╭─ Article

Engine Works

Under the hood of Alteryx: tips, tricks and how-tos.
ned_blog
8 - Asteroid

A variety of questions have come up from Alteryx users that all have the same answer:

 

  • The Alteryx Gallery will only allow me to upload about 100MB of data, how do I upload more?
  • I need to change my data daily/hourly/monthly for my Gallery module, how do I do that without re-uploading my entire app every time?
  • How do I persist data from run to run in a Gallery module?
  • How do I share data in Alteryx Desktop with coworkers/clients/partners without sending huge files around?

 

The answer to all of these questions is to use the Amazon S3 tools. What is S3?  Amazon says it is:

Amazon S3 is storage for the Internet. It is designed to make web-scale computing easier for developers.

Amazon S3 provides a simple web-services interface that can be used to store and retrieve any amount of data, at any time, from anywhere on the web.

 

In short it is an always available, very fast, and a relatively cheap place to put your data.  I use S3 for various things on my blog and for my job, and my bill has never been more than $3 in a month.  I think that not many people use S3 in Alteryx because they think it is difficult and expensive.  I am going to answer all the above questions, but first, let’s get started with S3.

 

Getting started with S3

I am going to make it super easy to evaluate S3…  I am going to give my readers my S3 login to use within Alteryx. You can download the modules associated with this article here.  Please read the caveats below.

 

Creating your own account is not very hard.  Go to S3 and sign up for an account.  Once set up, go to Security Credentials.  Presuming you are the only user of this account, click “Continue to Security Credentials” on the scary looking warning.  Now got to “Access Keys” and “Create New Access Key.”  You will want to “Show Access Key” and copy/paste it somewhere for reference since it is difficult to get back later.  This is it, put those 2 long strings of text into the S3 tools and you are off and running.

 

Using S3 within Alteryx

Once you have your AWS Access Key & AWS Secret Key entered into the S3 upload or download tool, it acts just like a regular input or output tool.  The list of formats is limited (for technical reasons), but in reality, YXDB is the best format to use here anyway.  It is compressed so it will reduce the network traffic to/from Amazon and it has no record or field type limits.  There is no problem writing multiple GB files – I have tested up to 10GB, but I am certain that it will handle much larger files.  Of course limited by your bandwidth.  One of the cool things about it is that it is streaming.  When it reads the 1st record it pushes it to the next tool in the chain while continuing to download in the background, it doesn’t wait for the whole file to complete downloading.  Similarly on writing, it is uploading in background threads so it doesn’t have to wait for the module to finish in order to start.  When using S3 in modules published to the Gallery you get fantastic speeds, because the Gallery is also hosted by Amazon.  There are also no bandwidth charges going to the Gallery since it is all within Amazons’s network.

 

The Alteryx Gallery will only allow me to upload about 100MB of data, how do I upload more?

Simply run a module on your own machine that writes data to S3 using the Amazon S3 Upload tool.  The module you are uploading to the gallery will have an S3 download tool.  Since the data is not in your package, it doesn’t count against the 100MB limit.

╰─

» Aim:
Carry on the post about using the Amazon S3 tools in Alteryx from the point where it stops.

╭─ Data rows

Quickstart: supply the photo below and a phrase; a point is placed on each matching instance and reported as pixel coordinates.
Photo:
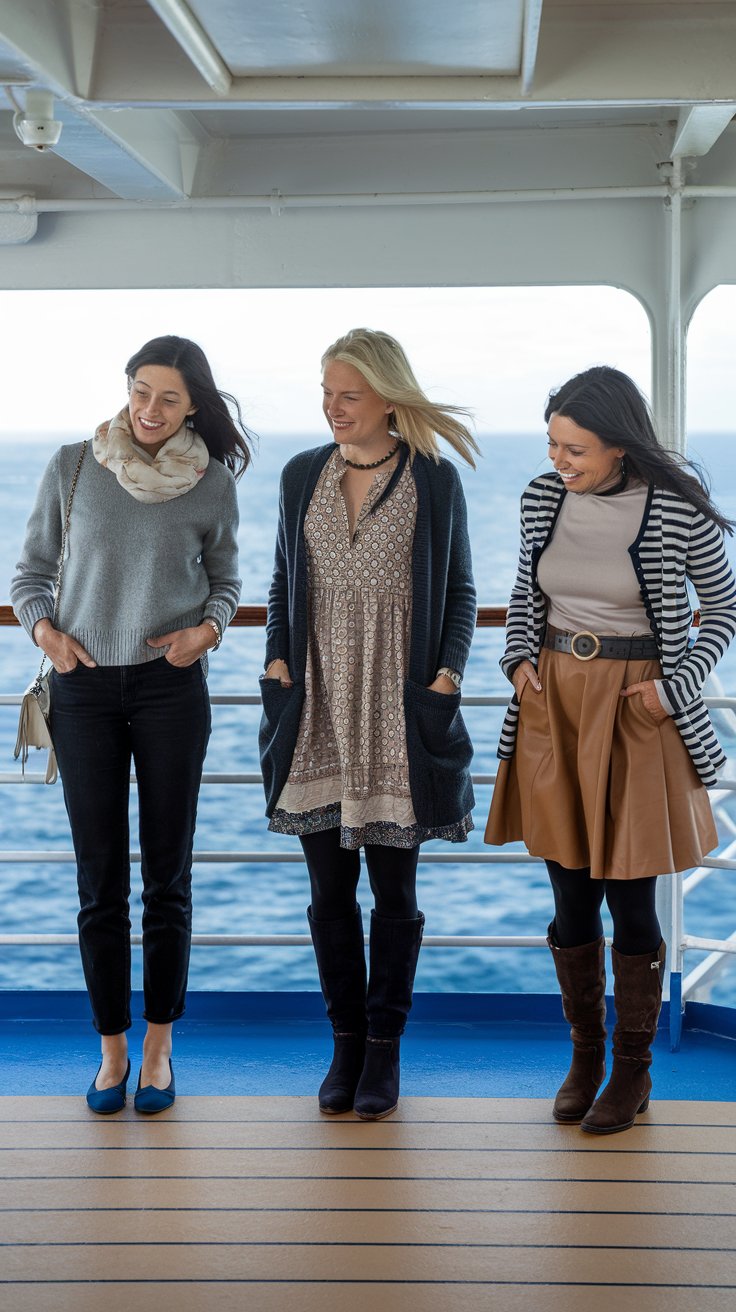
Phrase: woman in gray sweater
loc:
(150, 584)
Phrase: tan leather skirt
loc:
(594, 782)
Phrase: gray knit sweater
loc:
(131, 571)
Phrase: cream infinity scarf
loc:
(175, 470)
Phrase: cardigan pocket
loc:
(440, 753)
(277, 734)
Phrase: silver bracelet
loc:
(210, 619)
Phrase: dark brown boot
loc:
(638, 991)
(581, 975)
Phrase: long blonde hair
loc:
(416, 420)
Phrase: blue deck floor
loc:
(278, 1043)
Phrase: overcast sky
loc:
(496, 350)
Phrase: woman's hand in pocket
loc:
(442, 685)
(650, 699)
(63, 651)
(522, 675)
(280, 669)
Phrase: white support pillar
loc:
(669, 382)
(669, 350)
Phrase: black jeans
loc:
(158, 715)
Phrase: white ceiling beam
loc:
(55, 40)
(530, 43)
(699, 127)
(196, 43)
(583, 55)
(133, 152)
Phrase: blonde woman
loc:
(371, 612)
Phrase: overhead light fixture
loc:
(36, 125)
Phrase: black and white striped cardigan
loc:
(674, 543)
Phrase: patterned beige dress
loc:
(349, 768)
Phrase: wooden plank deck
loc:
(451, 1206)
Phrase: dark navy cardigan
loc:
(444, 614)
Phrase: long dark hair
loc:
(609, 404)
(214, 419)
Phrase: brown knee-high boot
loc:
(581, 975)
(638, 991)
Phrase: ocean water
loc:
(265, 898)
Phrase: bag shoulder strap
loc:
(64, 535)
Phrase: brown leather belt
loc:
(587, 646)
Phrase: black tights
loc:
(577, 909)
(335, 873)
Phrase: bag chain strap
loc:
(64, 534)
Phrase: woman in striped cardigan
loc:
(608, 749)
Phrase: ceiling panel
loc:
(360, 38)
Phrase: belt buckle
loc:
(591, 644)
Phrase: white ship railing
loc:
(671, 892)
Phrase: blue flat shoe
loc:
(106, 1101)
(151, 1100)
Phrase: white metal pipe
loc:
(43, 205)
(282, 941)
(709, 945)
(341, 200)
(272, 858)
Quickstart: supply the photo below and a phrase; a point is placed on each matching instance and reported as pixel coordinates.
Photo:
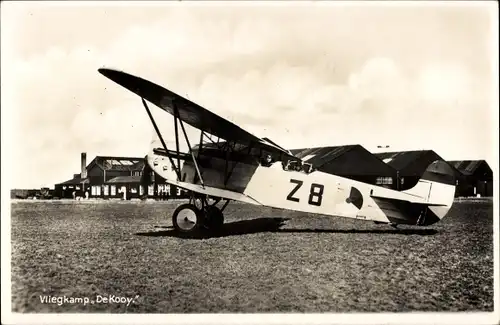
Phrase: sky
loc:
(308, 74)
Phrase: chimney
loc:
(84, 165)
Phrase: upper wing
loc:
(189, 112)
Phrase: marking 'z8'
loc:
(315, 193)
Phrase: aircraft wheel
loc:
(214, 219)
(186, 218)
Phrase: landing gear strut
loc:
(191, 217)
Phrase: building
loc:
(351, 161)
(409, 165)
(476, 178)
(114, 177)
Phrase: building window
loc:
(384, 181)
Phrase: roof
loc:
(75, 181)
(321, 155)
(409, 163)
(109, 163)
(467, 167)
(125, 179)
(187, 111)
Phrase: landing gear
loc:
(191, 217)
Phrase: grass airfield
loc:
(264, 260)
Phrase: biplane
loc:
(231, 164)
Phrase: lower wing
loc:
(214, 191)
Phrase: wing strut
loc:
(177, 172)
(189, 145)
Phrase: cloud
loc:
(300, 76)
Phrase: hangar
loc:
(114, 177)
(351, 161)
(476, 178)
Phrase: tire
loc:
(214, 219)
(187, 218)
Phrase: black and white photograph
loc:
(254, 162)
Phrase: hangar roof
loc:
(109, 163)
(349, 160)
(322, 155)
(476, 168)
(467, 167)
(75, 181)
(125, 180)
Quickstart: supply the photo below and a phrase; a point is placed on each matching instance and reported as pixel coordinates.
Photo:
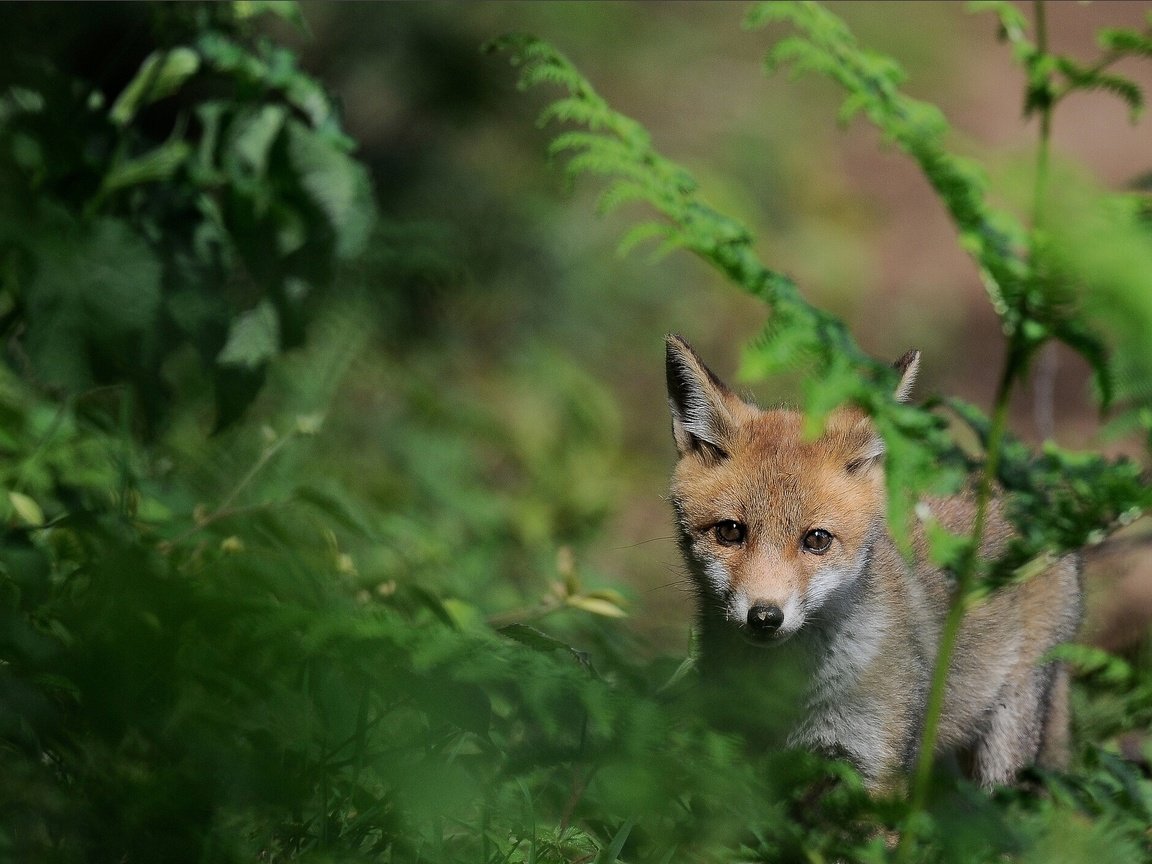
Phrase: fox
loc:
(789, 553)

╰─

» Solved exercise:
I need to change my data daily/hourly/monthly for my Gallery module, how do I do that without re-uploading my entire app every time?

This is super easy.  Simply schedule a module to run on your own computer updating that file on S3 at whatever interval you want.  The Gallery will always read the latest version of it.

 

How do I persist data from run to run in a Gallery module?

You can read and write from the same file within S3 in the same module.  Like any file, make sure to use a Block Until Done tool when reading & writing the same file.  Be careful not to mess up your data though – there aren’t any automatic backups.

 

How do I share data in Alteryx Desktop with coworkers/clients/partners without sending huge files around?

At this point, this is the easy one.  This also makes it so you don’t have to bug your IT department for a file server or backups, etc…  Let Amazon handle all that for you.

 

Where do I find that module to try it out?

You can download it here and use my account, but read the caveats below.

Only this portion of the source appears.